EXCERPTED PASSAGE

□ □ □ □

Transposed on to a worldwide scale, the transaction costs approach provides a theoretical basis for global governance according to a transactional logic in a context of strong historical indecision weighting on the new states’ role and the sense of the political. (Laïdi, 2002) If we speak about governance, it is because the state no longer has sufficient instruments to declare a political position representing the national collective interest. Otherwise, by applying the theory of cost transactions to politics, it seems that many functions formerly assumed by public organizations must be given up to civil society or to the market. This is the logic that explains the weakening of the state decision-making powers and the contraction of the activity field of national policies in favour of the extension of prerogatives of global governance players like WTO, IMF, or institutions of the European Union; at the same time many of the great multinationals have metamorphosed into relentless political players. (Uzunidis & Yacoub, 2009)
Indeed, the ideological legitimacy of the market has greatly increased as its main players have drifted away from the confines of the national framework and so global governance takes over, confirming this new paradigm of power which passes less by a static hierarchy and more by networks of variable players. The state sees itself in a contractual relationship with many such players to guarantee the legitimacy of its actions. Therefore, as specified by Bianco and Severino (2001), it is the ambivalence of the role of the state and of its policies which are affirmed by the emergence of a global governance system. Like Laïdi (2001, 2002), we consider that this system indicates processes by which societies negotiate methods and logic which reconcile conflict and cooperation to form planetary social arrangements. But in this logic, an increasing share of the state’s decisional autonomy on a national scale is being withdrawn, to the extent that at the final stage of this process, an expression of Wolfgang Reinicke (1998) seems very significant: governing without government.
Global governance as substitute for national policies?
Without a supreme regulating power, globalization is likely to lead to an anarchistic functioning of the world economy, given the conflicts of interests between countries. It is this idea which justifies the institution of a super-state world regulation system. (Martens, 2003) The liberal fundamentalism and the liberal chain strategies would have us believe that we tend towards a perfect neutrality of economic policies. Several times, these strategies have promoted the minimum of state intervention, whose expenditures, functions, personnel, supports for the economy etc. would be reduced. The role of the state in the development process seems weakened. Without genuine instruments of economic policy, the majority of developing countries are no longer masters of their economies (many of them never were). Their negotiating powers with big multinationals are reduced. The absence of an effective framing of these companies’ activities reduces the training effects on local activities, impoverishes production structures and makes the economy more vulnerable to world market fluctuations.
Without its traditional breadth of action, the state struggles to reform itself in order to impose its will towards global governance. For example, the GATS to which Member States of WTO adhere, is one of the treaties resulting from the Uruguay Round (1994). It foresees the liberalization of services in all sectors except for those related to sovereignty (justice, defence etc.). Otherwise, health, teaching, transports etc. are all integrated into the decisions of WTO and must be subjected to the market laws. The policy of privatization in services answers this logic of the dismantling of the social state. This gives rise to conjecture whether, in the near future, the public character of education might be considered as a form of dumping compared with non-subsidized private structures of teaching.

□ □ □ □

EXTRACTED INFORMATION

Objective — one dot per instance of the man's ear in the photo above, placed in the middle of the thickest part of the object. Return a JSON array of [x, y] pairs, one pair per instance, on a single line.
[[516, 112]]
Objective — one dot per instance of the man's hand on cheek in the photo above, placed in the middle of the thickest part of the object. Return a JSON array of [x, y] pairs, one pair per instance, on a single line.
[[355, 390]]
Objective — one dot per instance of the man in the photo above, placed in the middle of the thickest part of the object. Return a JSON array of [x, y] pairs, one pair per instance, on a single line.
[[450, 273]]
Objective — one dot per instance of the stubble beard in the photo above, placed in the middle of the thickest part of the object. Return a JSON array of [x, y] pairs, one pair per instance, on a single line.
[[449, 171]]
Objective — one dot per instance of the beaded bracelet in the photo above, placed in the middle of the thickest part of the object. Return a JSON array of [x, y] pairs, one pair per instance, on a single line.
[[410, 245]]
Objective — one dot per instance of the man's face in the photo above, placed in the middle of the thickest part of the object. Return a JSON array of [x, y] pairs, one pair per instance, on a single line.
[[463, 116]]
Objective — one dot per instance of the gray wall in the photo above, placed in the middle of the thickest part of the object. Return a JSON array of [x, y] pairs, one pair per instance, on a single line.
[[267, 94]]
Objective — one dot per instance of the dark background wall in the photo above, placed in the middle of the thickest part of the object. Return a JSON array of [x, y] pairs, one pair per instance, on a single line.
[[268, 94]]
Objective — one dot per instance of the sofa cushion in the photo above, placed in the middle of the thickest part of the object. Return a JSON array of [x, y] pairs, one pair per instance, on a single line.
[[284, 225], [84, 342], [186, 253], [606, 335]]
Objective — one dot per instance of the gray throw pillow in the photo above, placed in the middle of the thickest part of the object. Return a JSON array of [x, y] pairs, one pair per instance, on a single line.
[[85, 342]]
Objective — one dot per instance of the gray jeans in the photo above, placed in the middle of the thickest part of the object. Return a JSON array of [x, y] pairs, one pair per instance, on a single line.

□ □ □ □

In the passage on global governance and the state, answer these:
1. Which global governance players are named as gaining prerogatives as national policies contract?
2. Who coined the expression "governing without government"?
3. Which sectors does the GATS leave out of service liberalization?

ANSWER BELOW
1. The WTO, the IMF, and institutions of the European Union.
2. Wolfgang Reinicke (1998).
3. Sectors related to sovereignty, such as justice and defence.